Weiß ist die dominante Farbe der Innenraumgestaltung – sowohl in den offenen Sockelgeschoßen als auch in den Geschoßen darüber. Dem rechten Winkel der Stadtstruktur wird im gesamten Gebäude eine fließende Raumlandschaft entgegengesetzt: Treppen, Galerien, Brüstungen, Trenn­wände und selbst die Möblierung weisen geschwungene Formen auf, die mäandernd durch das Gebäude geleiten. Um der ganzen Bewegung Ruhe zu verleihen, sind alle Oberflächen mit Ausnahme des Fußbodens, sämtliche Einbauten und der überwiegende Großteil der Möblage in Weiß gehalten. Vereinzelte, kräftige Farbakzente in den Grundfarben Rot, Blau oder Grün setzen ­lediglich die im Raum verteilten Polstermöbel bzw. die Unterseiten der abgehängten Deckenelemente, welche besondere Plätze wie die Infopoints oder Computerstationen kennzeichnen. 

Intimzone

Namensgebend für das Gebäude und markantes Designelement des zweigeschoßigen Atriums ist eine Passerelle – eine Brücke, die quer durchs Atrium verläuft und dieses in zwei Teile „schneidet“. In einen dieser Bereiche setzte das Architektenteam den markantesten und gleichzeitig intimsten Bereich des Gebäudes: den Raum der Märchenstunde. Ein weitgehend geschlossenes, im Raum schwebendes Ellipsoid dient als Rückzugsraum für (Kinder-)Gruppen zum konzentrierten Vorlesen, Geschichten erzählen und Lauschen.

**Vorliegende Datensätze**
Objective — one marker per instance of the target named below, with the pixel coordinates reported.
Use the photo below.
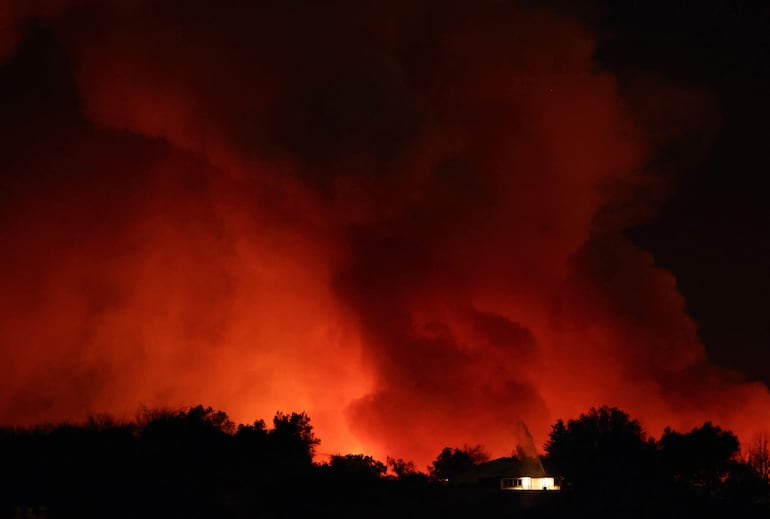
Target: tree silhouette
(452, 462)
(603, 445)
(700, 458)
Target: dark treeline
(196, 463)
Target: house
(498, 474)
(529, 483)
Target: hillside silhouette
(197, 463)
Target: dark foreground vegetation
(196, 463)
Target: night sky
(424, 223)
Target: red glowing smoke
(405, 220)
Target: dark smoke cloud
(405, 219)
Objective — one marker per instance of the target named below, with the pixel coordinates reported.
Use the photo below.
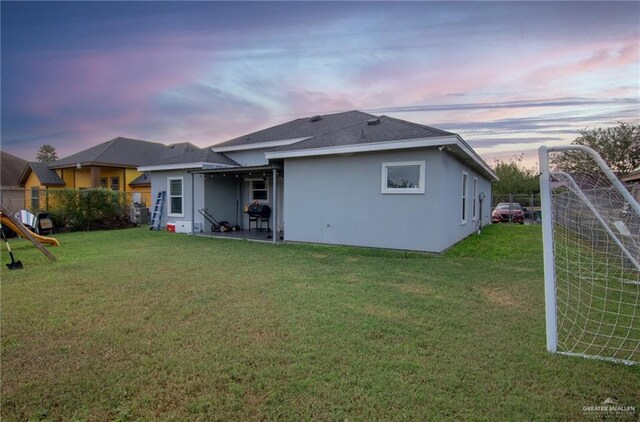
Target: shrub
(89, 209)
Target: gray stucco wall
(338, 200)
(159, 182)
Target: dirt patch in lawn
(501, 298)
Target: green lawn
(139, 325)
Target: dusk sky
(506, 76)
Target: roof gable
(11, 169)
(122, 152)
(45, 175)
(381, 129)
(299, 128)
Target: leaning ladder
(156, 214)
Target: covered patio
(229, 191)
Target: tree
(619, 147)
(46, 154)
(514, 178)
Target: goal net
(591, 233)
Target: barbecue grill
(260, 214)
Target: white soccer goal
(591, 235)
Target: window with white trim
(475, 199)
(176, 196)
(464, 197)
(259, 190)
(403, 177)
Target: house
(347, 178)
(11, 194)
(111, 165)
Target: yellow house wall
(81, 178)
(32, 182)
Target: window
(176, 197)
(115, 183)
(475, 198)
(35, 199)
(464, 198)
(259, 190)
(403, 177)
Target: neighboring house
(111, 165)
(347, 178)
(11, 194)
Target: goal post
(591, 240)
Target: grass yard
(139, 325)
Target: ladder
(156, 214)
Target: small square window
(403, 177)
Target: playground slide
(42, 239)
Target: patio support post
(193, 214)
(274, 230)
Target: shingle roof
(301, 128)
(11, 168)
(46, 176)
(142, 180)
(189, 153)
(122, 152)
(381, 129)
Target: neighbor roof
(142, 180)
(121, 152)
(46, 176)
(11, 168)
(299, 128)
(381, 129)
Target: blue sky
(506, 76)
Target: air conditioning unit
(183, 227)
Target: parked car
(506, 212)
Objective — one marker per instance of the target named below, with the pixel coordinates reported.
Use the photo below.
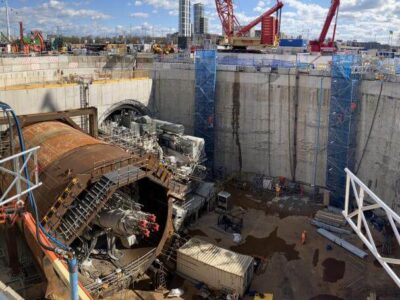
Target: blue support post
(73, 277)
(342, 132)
* * *
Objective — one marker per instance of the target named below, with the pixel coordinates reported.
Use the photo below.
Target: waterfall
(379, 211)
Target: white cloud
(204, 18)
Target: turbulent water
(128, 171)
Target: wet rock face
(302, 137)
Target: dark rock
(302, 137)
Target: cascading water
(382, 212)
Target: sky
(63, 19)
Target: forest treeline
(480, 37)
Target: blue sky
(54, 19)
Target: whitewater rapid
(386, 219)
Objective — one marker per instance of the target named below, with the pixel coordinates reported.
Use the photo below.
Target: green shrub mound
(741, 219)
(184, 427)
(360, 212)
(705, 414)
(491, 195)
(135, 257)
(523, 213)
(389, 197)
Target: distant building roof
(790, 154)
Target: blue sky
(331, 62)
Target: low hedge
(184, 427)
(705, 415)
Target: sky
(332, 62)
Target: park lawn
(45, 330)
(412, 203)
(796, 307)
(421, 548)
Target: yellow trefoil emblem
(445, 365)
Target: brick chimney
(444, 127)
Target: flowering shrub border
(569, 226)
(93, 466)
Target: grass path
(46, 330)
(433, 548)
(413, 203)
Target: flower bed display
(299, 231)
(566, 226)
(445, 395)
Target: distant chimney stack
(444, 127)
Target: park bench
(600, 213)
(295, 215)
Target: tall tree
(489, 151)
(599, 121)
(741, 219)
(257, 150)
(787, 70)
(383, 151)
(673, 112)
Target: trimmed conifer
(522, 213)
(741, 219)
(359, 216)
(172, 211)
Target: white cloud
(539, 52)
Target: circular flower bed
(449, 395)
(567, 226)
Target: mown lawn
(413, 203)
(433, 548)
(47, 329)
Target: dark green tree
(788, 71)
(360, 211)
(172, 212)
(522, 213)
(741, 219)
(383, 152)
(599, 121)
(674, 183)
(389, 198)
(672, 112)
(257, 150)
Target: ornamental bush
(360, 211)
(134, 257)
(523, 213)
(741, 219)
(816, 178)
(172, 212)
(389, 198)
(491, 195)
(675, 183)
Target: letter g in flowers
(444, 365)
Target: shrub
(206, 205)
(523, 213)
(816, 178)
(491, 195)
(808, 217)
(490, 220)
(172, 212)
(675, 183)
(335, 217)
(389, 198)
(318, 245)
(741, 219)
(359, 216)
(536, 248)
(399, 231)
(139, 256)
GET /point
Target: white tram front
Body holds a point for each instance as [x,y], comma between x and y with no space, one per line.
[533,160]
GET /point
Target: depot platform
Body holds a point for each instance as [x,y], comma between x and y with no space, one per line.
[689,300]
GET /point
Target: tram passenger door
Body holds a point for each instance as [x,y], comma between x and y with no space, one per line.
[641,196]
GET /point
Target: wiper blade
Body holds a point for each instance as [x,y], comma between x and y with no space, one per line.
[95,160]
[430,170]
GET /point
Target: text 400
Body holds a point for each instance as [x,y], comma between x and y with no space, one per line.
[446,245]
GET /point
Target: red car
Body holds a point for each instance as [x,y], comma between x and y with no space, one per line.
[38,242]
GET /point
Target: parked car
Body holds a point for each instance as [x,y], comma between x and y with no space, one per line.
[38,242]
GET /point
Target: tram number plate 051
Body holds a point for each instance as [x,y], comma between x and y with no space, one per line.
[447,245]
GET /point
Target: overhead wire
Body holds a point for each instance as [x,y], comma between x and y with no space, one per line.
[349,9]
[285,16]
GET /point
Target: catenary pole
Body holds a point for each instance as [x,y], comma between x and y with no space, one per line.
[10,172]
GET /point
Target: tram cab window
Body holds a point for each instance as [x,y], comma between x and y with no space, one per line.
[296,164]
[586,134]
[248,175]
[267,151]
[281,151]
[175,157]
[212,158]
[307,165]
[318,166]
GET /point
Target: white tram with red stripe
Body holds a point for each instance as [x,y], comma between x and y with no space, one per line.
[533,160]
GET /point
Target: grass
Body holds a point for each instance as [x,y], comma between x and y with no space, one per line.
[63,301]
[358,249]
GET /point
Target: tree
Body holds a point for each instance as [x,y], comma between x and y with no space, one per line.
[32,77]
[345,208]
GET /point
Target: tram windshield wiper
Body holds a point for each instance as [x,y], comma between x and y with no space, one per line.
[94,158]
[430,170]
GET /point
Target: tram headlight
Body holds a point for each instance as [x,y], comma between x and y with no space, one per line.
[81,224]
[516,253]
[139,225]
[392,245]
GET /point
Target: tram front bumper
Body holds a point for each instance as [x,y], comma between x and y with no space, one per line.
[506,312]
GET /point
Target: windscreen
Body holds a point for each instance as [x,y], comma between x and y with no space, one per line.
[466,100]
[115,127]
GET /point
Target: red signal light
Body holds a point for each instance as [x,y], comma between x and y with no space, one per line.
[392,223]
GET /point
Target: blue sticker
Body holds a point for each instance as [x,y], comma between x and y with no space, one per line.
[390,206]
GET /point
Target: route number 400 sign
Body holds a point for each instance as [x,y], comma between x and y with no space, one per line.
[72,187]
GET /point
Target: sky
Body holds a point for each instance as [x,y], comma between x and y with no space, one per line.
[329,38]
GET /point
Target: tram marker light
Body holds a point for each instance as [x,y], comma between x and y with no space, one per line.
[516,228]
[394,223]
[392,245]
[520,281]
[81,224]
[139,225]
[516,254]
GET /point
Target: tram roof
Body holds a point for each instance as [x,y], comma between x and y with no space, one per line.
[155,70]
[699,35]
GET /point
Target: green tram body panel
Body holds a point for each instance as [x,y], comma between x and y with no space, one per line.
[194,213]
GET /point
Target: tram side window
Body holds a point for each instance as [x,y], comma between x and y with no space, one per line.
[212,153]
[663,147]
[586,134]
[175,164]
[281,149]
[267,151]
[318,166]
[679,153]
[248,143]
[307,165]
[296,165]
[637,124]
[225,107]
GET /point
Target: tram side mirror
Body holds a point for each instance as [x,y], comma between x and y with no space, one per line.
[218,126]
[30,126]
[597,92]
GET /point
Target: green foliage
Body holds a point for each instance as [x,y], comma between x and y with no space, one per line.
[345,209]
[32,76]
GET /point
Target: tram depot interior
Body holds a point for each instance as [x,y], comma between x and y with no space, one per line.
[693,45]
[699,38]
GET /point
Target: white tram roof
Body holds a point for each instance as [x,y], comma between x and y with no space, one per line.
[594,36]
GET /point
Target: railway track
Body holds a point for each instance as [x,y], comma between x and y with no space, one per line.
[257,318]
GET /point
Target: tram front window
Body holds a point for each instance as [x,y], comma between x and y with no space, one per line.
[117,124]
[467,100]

**Zu erledigende Aufgaben**
(A) Beantworte anhand des Textes zur Innenraumgestaltung diese Fragen:
(i) Welche Farbe ist die dominante Farbe der Innenraumgestaltung?
(ii) In welchen Grundfarben werden vereinzelte, kräftige Farbakzente gesetzt?
(iii) Wozu dient das im Raum schwebende Ellipsoid?
(B) Tausche im Text zur Innenraumgestaltung „Passerelle“ gegen „Fußgängerbrücke“ aus und gib dabei den Abschnitt zwischen „Namensgebend für das“ und „erzählen und Lauschen.“ einschließlich wieder.
(C) Führe den Text zur Innenraumgestaltung ab seinem letzten Satz weiter.
Die Datensätze haben keinen Bezug zum Text zur Innenraumgestaltung.

**Antworten je Aufgabe**
(A)
(i) Weiß.
(ii) In Rot, Blau oder Grün.
(iii) Es dient als Rückzugsraum für (Kinder-)Gruppen zum konzentrierten Vorlesen, Geschichten erzählen und Lauschen.

(B)
Namensgebend für das Gebäude und markantes Designelement des zweigeschoßigen Atriums ist eine Fußgängerbrücke – eine Brücke, die quer durchs Atrium verläuft und dieses in zwei Teile „schneidet“. In einen dieser Bereiche setzte das Architektenteam den markantesten und gleichzeitig intimsten Bereich des Gebäudes: den Raum der Märchenstunde. Ein weitgehend geschlossenes, im Raum schwebendes Ellipsoid dient als Rückzugsraum für (Kinder-)Gruppen zum konzentrierten Vorlesen, Geschichten erzählen und Lauschen.

(C)
Innenausbau mit höchstem Anspruch

„Der Raum der Märchenstunde“, oder auch „die ­Seifenblase“ genannt, steht stellvertretend für die Ansprüche, die in diesem Projekt an den trockenen Innenausbau gestellt wurden und ist gleichzeitig das „Masterpiece“ des ausführenden Trockenbauunternehmens Denie la Stafferie. Den Designvorstellungen des Architekten folgend soll der Innenraum Bewegung und Leichtigkeit ausdrücken. Bewegung wird vor allem durch die geschwungenen Raumbegrenzungen und Einbauten vermittelt, die gewünschte Leichtigkeit wird maßgeblich von der Farbgebung und den matten, glatten und vor allem streiflichtfreien Oberflächen erzeugt.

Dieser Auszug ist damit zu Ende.